--- DIRECTIONS ---
Could you write out, word for word, the portion of the radiometer force passage below that lies between "The equipment used" and "torr = 1000 microns.", inclusive?

--- DOCUMENT PASSAGE ---
----------------------------------------

Properties of the Radiometer Force
Extensive literature is on the rarefied gas reactions of the radiometer. Yet, little attention seems given to the actual properties of the radiometer force. The purpose of the following testing is to show some of these properties.
The equipment used is a 1/2 hp vacuum pump. The vacuum chamber is 10 inches in diameter with 1/4" thick polycarbonate walls. A 60w halogen spot light projects light and radiant energy. I am using a digital scale accurate to 0.01 gram. 1 radiometer vane weighs about 0.06g and the 4 vanes and harness weigh 0.6g. The smallest surface area used in the testing weighed about .002 gram (extrapolated from the weight of a larger surface area). The units of vacuum measure are: 1/760 atmosphere = 1 torr. 1 torr = 1000 microns.
In the radiometer the application of a net force overcomes the inertia of the vanes and harness. I observe a small force is inputted, as in a "momentum pump", to increasing the momentum of a larger vane mass in which well balanced vanes can reach 2000 to 3000 RPM.
In atmospheres above 1000 +/- microns the crowding effects of the gas molecules prevent movement. In high vacuums in the micron range of 10+/- microns, pressure differentials are not present as the individual gas molecular spacing is too great for pressure differentials to work.

----------------------------------------

--- GIVEN MATERIAL ---
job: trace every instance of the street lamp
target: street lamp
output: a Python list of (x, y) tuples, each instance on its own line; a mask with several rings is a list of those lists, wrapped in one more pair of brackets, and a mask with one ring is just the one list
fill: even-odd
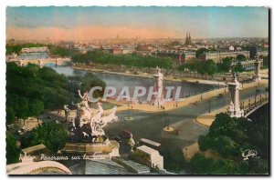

----------------------------------------

--- ANSWER TO THE EXERCISE ---
The equipment used is a 1/2 hp vacuum pump. The vacuum chamber is 10 inches in diameter with 1/4" thick polycarbonate walls. A 60w halogen spot light projects light and radiant energy. I am using a digital scale accurate to 0.01 gram. 1 radiometer vane weighs about 0.06g and the 4 vanes and harness weigh 0.6g. The smallest surface area used in the testing weighed about .002 gram (extrapolated from the weight of a larger surface area). The units of vacuum measure are: 1/760 atmosphere = 1 torr. 1 torr = 1000 microns.